• [SHORT PROBLEM 1]
From the album review, return the part starting with "Mohanraj is of" and going on through "of her struggles.", copied word for word.
• [SHORT PROBLEM 2]
Answer these questions using the album review:
(a) What is Mohanraj's descent?
(b) What instrument's strums play under "Butterflies & Diamond Chains"?
(c) Which song is called rife with religious references?
Mark your answers (a), (b), and (c) too.
• [SHORT PROBLEM 3]
Sum up the album review in two sentences.

Mohanraj is of Swedish and South Asian descent, and her biracial heritage, along with questions about religion and sexuality, fuel the album’s explorations of identity. On “Butterflies & Diamond Chains,” she examines the relationship between her racial and religious heritage and her bisexuality over the strums of an acoustic guitar: “My skin, the outcome of immigrants/My mind, the sphere of sin/Mixed in with crippling thoughts of identity.” Though she does a lot of questioning, she rarely arrives at any answers; instead, she expresses herself through murky metaphors. On “Eve ate the apple,” a song rife with religious references, she likens herself to everything from the perceived sinfulness of Sodom and Gomorrah to a “cookie cutter stuck to the batter with glue.” While showcasing her penchant for allusion, this language often obscures, rather than clarifies, the weight of her struggles.

• [DATA ROWS]
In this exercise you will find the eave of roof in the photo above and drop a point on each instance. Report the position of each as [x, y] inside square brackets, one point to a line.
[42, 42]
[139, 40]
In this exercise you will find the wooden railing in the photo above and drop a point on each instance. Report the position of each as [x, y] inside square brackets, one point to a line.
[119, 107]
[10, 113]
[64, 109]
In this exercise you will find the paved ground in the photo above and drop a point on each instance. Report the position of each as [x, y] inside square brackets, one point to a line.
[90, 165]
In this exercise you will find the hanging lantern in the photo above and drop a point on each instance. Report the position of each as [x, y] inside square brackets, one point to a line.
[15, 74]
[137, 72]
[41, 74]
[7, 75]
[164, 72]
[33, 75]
...
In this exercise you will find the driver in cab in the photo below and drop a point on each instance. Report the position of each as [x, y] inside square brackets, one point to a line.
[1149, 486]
==
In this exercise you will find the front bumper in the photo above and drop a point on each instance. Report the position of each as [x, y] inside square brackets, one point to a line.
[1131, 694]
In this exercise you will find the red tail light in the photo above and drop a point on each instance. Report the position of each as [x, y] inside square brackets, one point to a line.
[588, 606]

• [FULL RESPONSE 1]
Mohanraj is of Swedish and South Asian descent, and her biracial heritage, along with questions about religion and sexuality, fuel the album’s explorations of identity. On “Butterflies & Diamond Chains,” she examines the relationship between her racial and religious heritage and her bisexuality over the strums of an acoustic guitar: “My skin, the outcome of immigrants/My mind, the sphere of sin/Mixed in with crippling thoughts of identity.” Though she does a lot of questioning, she rarely arrives at any answers; instead, she expresses herself through murky metaphors. On “Eve ate the apple,” a song rife with religious references, she likens herself to everything from the perceived sinfulness of Sodom and Gomorrah to a “cookie cutter stuck to the batter with glue.” While showcasing her penchant for allusion, this language often obscures, rather than clarifies, the weight of her struggles.

• [FULL RESPONSE 2]
(a) Swedish and South Asian
(b) An acoustic guitar
(c) "Eve ate the apple"

• [FULL RESPONSE 3]
Mohanraj's Swedish and South Asian heritage, along with questions about religion and sexuality, drives the album's look at identity, as on "Butterflies & Diamond Chains," where she weighs her racial and religious background against her bisexuality. She rarely reaches answers and instead uses murky metaphors and allusions, like those on "Eve ate the apple," which often hide rather than make clear the weight of her struggles.